__Goal of the exercise__:
Can you reproduce the data beneath, keeping every line exact?

BEGIN Entries shown

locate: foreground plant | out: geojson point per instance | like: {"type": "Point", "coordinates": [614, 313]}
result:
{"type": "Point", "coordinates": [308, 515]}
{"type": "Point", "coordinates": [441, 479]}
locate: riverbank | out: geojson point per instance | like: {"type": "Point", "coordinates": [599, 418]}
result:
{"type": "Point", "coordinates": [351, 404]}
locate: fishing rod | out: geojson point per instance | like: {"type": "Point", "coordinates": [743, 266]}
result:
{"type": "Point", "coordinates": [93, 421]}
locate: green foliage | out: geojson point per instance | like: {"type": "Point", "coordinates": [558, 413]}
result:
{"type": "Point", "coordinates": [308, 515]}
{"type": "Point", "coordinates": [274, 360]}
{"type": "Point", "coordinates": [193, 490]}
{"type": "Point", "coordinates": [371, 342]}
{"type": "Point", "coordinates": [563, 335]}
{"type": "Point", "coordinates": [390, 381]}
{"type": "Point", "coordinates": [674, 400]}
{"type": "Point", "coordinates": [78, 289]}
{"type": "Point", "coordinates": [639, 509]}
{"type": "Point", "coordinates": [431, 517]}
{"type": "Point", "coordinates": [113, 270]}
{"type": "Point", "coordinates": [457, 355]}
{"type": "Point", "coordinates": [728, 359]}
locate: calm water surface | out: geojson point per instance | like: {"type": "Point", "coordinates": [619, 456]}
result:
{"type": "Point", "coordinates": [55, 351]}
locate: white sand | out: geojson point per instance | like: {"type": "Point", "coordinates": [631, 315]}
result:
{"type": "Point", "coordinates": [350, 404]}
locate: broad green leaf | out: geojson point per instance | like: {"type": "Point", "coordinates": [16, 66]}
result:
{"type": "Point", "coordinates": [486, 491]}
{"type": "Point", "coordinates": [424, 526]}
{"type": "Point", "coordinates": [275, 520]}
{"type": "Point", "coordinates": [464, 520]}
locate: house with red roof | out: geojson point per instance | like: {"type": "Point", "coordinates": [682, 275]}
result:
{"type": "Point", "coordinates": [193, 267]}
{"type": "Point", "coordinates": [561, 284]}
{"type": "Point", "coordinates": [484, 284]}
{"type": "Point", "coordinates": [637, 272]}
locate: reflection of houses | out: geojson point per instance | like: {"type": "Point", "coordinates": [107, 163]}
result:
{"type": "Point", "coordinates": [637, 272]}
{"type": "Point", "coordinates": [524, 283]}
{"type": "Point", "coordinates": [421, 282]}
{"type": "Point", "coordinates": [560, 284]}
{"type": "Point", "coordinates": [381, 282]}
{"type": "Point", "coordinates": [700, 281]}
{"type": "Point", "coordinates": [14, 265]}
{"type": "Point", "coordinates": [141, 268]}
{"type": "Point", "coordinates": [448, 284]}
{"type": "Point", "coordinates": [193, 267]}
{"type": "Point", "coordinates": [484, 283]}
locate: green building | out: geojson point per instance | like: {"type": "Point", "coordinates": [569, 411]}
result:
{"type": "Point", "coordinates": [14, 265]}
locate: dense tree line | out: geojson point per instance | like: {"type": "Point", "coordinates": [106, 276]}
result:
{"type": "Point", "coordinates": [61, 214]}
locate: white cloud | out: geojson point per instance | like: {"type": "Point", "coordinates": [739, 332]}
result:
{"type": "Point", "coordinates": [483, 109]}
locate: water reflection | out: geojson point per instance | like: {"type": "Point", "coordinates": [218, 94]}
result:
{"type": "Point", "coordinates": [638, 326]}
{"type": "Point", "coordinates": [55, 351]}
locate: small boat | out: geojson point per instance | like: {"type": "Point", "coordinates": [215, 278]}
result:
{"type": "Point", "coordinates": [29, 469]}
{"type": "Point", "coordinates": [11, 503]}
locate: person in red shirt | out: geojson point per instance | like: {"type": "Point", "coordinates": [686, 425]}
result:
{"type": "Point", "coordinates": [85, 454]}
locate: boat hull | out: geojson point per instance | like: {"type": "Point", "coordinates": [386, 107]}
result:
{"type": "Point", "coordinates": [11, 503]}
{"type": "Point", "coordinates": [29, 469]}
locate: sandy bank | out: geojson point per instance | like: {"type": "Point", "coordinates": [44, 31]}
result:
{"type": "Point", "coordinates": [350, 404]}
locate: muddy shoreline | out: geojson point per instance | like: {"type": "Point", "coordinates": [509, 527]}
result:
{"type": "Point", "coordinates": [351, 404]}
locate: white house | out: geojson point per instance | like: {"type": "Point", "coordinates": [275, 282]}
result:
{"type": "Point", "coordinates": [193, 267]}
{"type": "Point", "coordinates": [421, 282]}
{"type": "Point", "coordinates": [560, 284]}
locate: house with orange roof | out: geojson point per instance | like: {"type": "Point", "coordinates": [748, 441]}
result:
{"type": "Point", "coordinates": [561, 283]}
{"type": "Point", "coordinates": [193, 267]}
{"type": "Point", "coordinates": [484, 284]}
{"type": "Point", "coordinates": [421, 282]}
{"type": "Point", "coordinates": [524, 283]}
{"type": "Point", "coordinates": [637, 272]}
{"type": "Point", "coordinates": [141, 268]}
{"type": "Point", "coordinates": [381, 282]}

END Entries shown

__Exercise solution__:
locate: foreground plant | out: geojson point per instance | like: {"type": "Point", "coordinates": [614, 313]}
result:
{"type": "Point", "coordinates": [308, 515]}
{"type": "Point", "coordinates": [441, 479]}
locate: riverbank | out: geojson point per instance | like: {"type": "Point", "coordinates": [599, 418]}
result:
{"type": "Point", "coordinates": [351, 404]}
locate: fishing rod | out: geojson point per instance | like: {"type": "Point", "coordinates": [743, 266]}
result:
{"type": "Point", "coordinates": [93, 421]}
locate: green foliage | out: geojson point per instance | like: {"type": "Point", "coordinates": [558, 413]}
result:
{"type": "Point", "coordinates": [308, 515]}
{"type": "Point", "coordinates": [274, 360]}
{"type": "Point", "coordinates": [193, 490]}
{"type": "Point", "coordinates": [371, 342]}
{"type": "Point", "coordinates": [563, 335]}
{"type": "Point", "coordinates": [390, 381]}
{"type": "Point", "coordinates": [674, 400]}
{"type": "Point", "coordinates": [78, 289]}
{"type": "Point", "coordinates": [639, 509]}
{"type": "Point", "coordinates": [431, 517]}
{"type": "Point", "coordinates": [113, 270]}
{"type": "Point", "coordinates": [457, 355]}
{"type": "Point", "coordinates": [728, 359]}
locate: calm water surface | out: geojson point per instance | like: {"type": "Point", "coordinates": [619, 456]}
result:
{"type": "Point", "coordinates": [55, 351]}
locate: white sand | out: geojson point per instance | like: {"type": "Point", "coordinates": [631, 315]}
result:
{"type": "Point", "coordinates": [350, 404]}
locate: broad green leaf | out: geojson point per instance | like: {"type": "Point", "coordinates": [16, 66]}
result:
{"type": "Point", "coordinates": [486, 491]}
{"type": "Point", "coordinates": [424, 526]}
{"type": "Point", "coordinates": [275, 520]}
{"type": "Point", "coordinates": [464, 520]}
locate: house with red roof | out: geojson point per instance | like: {"type": "Point", "coordinates": [682, 275]}
result:
{"type": "Point", "coordinates": [193, 267]}
{"type": "Point", "coordinates": [561, 284]}
{"type": "Point", "coordinates": [484, 284]}
{"type": "Point", "coordinates": [637, 272]}
locate: reflection of houses | out: geojson point per instance | like: {"type": "Point", "coordinates": [107, 163]}
result:
{"type": "Point", "coordinates": [637, 272]}
{"type": "Point", "coordinates": [524, 283]}
{"type": "Point", "coordinates": [421, 282]}
{"type": "Point", "coordinates": [560, 284]}
{"type": "Point", "coordinates": [381, 282]}
{"type": "Point", "coordinates": [700, 281]}
{"type": "Point", "coordinates": [14, 265]}
{"type": "Point", "coordinates": [141, 268]}
{"type": "Point", "coordinates": [448, 284]}
{"type": "Point", "coordinates": [193, 267]}
{"type": "Point", "coordinates": [484, 283]}
locate: green building | out: geojson point per instance | like: {"type": "Point", "coordinates": [569, 411]}
result:
{"type": "Point", "coordinates": [14, 265]}
locate: dense tree line | out: geojson point per instance | like: {"type": "Point", "coordinates": [106, 276]}
result:
{"type": "Point", "coordinates": [61, 214]}
locate: white cloud | out: geojson point per instance | like: {"type": "Point", "coordinates": [739, 332]}
result:
{"type": "Point", "coordinates": [483, 109]}
locate: water reflection | out: geojson point per instance | like: {"type": "Point", "coordinates": [218, 94]}
result:
{"type": "Point", "coordinates": [638, 326]}
{"type": "Point", "coordinates": [55, 351]}
locate: small boat | out: geojson point per instance | like: {"type": "Point", "coordinates": [215, 278]}
result:
{"type": "Point", "coordinates": [29, 469]}
{"type": "Point", "coordinates": [11, 503]}
locate: person in red shirt | out: geojson point per instance | like: {"type": "Point", "coordinates": [686, 425]}
result:
{"type": "Point", "coordinates": [85, 454]}
locate: boat hull | out: geojson point per instance | like: {"type": "Point", "coordinates": [386, 107]}
result:
{"type": "Point", "coordinates": [11, 503]}
{"type": "Point", "coordinates": [29, 469]}
locate: sandy bank | out: geojson point per instance | like: {"type": "Point", "coordinates": [44, 31]}
result:
{"type": "Point", "coordinates": [350, 404]}
locate: muddy shoreline | out: geojson point per instance | like: {"type": "Point", "coordinates": [509, 527]}
result:
{"type": "Point", "coordinates": [351, 404]}
locate: white house | out: geojson point per instance | like: {"type": "Point", "coordinates": [275, 282]}
result:
{"type": "Point", "coordinates": [193, 267]}
{"type": "Point", "coordinates": [421, 282]}
{"type": "Point", "coordinates": [560, 284]}
locate: house with orange roof | out: geojson point per instance | like: {"type": "Point", "coordinates": [748, 441]}
result:
{"type": "Point", "coordinates": [561, 283]}
{"type": "Point", "coordinates": [193, 267]}
{"type": "Point", "coordinates": [484, 284]}
{"type": "Point", "coordinates": [421, 282]}
{"type": "Point", "coordinates": [524, 283]}
{"type": "Point", "coordinates": [637, 272]}
{"type": "Point", "coordinates": [141, 268]}
{"type": "Point", "coordinates": [381, 282]}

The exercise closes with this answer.